_Given exercise_
Make an exact copy of all the records.

_Raw records_
********

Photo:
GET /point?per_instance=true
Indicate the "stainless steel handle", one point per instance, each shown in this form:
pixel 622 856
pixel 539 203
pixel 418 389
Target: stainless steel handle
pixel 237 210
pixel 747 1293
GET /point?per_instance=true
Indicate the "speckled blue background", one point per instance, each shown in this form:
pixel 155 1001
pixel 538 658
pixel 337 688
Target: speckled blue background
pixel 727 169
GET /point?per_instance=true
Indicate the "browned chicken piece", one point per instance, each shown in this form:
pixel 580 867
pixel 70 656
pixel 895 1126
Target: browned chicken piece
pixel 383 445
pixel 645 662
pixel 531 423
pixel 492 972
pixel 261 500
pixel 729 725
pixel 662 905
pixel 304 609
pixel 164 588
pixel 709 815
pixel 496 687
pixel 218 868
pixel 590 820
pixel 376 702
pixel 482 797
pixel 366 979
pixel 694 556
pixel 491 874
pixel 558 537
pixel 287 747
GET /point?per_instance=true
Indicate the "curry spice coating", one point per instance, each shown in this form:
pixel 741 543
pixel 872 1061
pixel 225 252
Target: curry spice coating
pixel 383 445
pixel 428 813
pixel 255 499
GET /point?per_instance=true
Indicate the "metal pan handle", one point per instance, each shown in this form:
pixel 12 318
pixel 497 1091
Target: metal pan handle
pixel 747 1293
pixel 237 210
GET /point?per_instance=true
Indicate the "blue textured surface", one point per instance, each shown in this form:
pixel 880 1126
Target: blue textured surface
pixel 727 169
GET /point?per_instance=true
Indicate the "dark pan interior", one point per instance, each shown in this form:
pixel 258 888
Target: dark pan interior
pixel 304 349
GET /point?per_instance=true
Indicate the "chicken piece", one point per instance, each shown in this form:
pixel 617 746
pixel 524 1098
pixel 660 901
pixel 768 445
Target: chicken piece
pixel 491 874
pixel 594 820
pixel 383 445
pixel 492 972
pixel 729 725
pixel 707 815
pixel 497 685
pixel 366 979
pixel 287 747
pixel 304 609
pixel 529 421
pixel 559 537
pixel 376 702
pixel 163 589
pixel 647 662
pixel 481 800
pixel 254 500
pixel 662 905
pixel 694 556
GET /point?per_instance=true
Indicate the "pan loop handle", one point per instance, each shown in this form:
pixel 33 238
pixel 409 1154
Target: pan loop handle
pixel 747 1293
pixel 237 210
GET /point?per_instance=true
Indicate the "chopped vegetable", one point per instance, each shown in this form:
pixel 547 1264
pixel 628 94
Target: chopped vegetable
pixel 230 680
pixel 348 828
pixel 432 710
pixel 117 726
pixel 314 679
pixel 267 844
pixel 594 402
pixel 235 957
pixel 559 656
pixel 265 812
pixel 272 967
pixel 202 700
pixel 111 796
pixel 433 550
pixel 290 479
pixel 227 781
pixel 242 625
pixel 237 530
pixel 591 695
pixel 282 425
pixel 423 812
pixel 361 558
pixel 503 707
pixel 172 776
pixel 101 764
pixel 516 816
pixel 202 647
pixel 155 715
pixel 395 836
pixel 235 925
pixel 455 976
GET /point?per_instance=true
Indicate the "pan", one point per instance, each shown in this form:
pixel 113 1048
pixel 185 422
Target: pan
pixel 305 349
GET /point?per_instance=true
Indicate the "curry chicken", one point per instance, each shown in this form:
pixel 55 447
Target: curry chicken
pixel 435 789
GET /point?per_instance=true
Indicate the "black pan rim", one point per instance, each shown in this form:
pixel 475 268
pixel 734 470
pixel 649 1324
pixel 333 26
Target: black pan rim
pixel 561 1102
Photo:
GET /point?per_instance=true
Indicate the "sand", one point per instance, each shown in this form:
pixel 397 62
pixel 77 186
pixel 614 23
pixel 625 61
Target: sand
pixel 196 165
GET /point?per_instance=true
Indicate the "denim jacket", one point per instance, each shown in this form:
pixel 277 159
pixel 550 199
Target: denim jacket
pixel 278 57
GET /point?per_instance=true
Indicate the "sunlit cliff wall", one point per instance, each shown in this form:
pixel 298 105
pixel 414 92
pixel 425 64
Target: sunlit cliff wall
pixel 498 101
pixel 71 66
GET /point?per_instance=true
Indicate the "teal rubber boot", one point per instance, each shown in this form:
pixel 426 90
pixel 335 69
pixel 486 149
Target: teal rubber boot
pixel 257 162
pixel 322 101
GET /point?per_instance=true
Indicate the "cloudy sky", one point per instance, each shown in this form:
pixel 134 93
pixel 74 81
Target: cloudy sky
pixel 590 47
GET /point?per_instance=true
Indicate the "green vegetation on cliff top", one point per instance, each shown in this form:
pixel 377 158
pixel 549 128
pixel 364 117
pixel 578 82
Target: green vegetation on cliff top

********

_Exercise answer_
Photo:
GET /point?per_instance=true
Indicate the "stainless steel handle", one point per instance, each shown in this form:
pixel 622 856
pixel 539 203
pixel 418 389
Target: stainless steel handle
pixel 237 210
pixel 747 1293
GET /point?per_instance=true
Indicate the "speckled blue background", one point per instance, each shown in this form:
pixel 155 1001
pixel 538 658
pixel 337 688
Target: speckled blue background
pixel 727 169
GET /point?per_instance=true
Indicate the "browned chicken piece", one point per instance, each shown in this form:
pixel 580 867
pixel 70 656
pixel 895 1126
Target: browned chicken piece
pixel 383 445
pixel 645 662
pixel 531 423
pixel 492 972
pixel 261 500
pixel 729 725
pixel 662 905
pixel 304 609
pixel 164 588
pixel 709 815
pixel 496 687
pixel 218 868
pixel 590 820
pixel 376 702
pixel 482 797
pixel 366 979
pixel 694 556
pixel 491 874
pixel 558 537
pixel 287 747
GET /point?per_instance=true
Indicate the "curry spice coating", one point per instance, each shown in this form:
pixel 741 543
pixel 872 1061
pixel 225 252
Target: curry spice coating
pixel 383 445
pixel 428 813
pixel 255 499
GET /point?per_instance=true
Indicate the "metal pan handle", one point per instance, each shown in this form:
pixel 12 318
pixel 497 1091
Target: metal pan handle
pixel 747 1293
pixel 237 210
GET /point?per_instance=true
Indicate the "blue textured surface", one point per instance, each shown in this form:
pixel 880 1126
Target: blue textured surface
pixel 727 169
GET /point?per_instance=true
Indicate the "dark pan interior", one point per instance, each shown in this form:
pixel 258 888
Target: dark pan interior
pixel 304 349
GET /point?per_instance=true
Indicate the "chicken piece", one point per instance, each shown in this form:
pixel 617 746
pixel 524 1098
pixel 660 901
pixel 768 445
Target: chicken piece
pixel 491 874
pixel 594 820
pixel 383 445
pixel 492 972
pixel 729 725
pixel 707 815
pixel 497 685
pixel 366 979
pixel 287 747
pixel 304 609
pixel 529 421
pixel 559 537
pixel 376 702
pixel 163 589
pixel 647 662
pixel 481 800
pixel 254 500
pixel 662 905
pixel 694 556
GET /point?per_instance=true
Indicate the "pan loop handle", one point per instance, each shown in this form:
pixel 33 238
pixel 409 1154
Target: pan loop handle
pixel 747 1293
pixel 237 210
GET /point?per_instance=true
Indicate the "chopped vegetable", one point per instance, each shown in this form:
pixel 547 1264
pixel 628 94
Target: chopped vegetable
pixel 230 680
pixel 348 828
pixel 432 710
pixel 117 726
pixel 314 679
pixel 267 844
pixel 594 402
pixel 235 957
pixel 559 656
pixel 265 812
pixel 272 967
pixel 202 700
pixel 111 796
pixel 433 550
pixel 290 479
pixel 227 781
pixel 242 625
pixel 237 530
pixel 591 695
pixel 282 425
pixel 423 812
pixel 361 558
pixel 503 707
pixel 172 776
pixel 101 764
pixel 516 816
pixel 202 647
pixel 155 715
pixel 395 836
pixel 235 925
pixel 455 976
GET /point?per_instance=true
Indicate the "pan", one point per instance, each shown in this form:
pixel 113 1048
pixel 185 422
Target: pan
pixel 305 349
GET /point?per_instance=true
Indicate the "curry chicken", one point per instance, each shown in this form:
pixel 55 447
Target: curry chicken
pixel 435 789
GET /point?per_instance=true
Indicate the "black pan rim", one point per instance, each shown in this form:
pixel 475 268
pixel 734 470
pixel 649 1324
pixel 333 26
Target: black pan rim
pixel 561 1102
Photo:
GET /point?per_instance=true
Indicate the "sand", one point per instance, each shown in this form:
pixel 397 62
pixel 77 186
pixel 614 23
pixel 625 61
Target: sand
pixel 196 165
GET /point?per_instance=true
Indicate the "denim jacket", one point per instance, each shown in this form:
pixel 277 159
pixel 550 199
Target: denim jacket
pixel 278 57
GET /point?per_instance=true
Indicate the "sunlit cliff wall", one point per instance, each shown in this form:
pixel 298 105
pixel 414 92
pixel 425 64
Target: sunlit cliff wall
pixel 498 101
pixel 71 66
GET /point?per_instance=true
Indicate the "teal rubber boot", one point per instance, each shown in this form:
pixel 426 90
pixel 335 69
pixel 486 149
Target: teal rubber boot
pixel 257 162
pixel 322 101
GET /point?per_instance=true
Indicate the "cloudy sky", one point per instance, each shown in this form:
pixel 134 93
pixel 74 81
Target: cloudy sky
pixel 590 47
GET /point?per_instance=true
Indicate the "green vegetation on cliff top", one point per instance, each shown in this form:
pixel 377 158
pixel 549 128
pixel 364 117
pixel 578 82
Target: green vegetation on cliff top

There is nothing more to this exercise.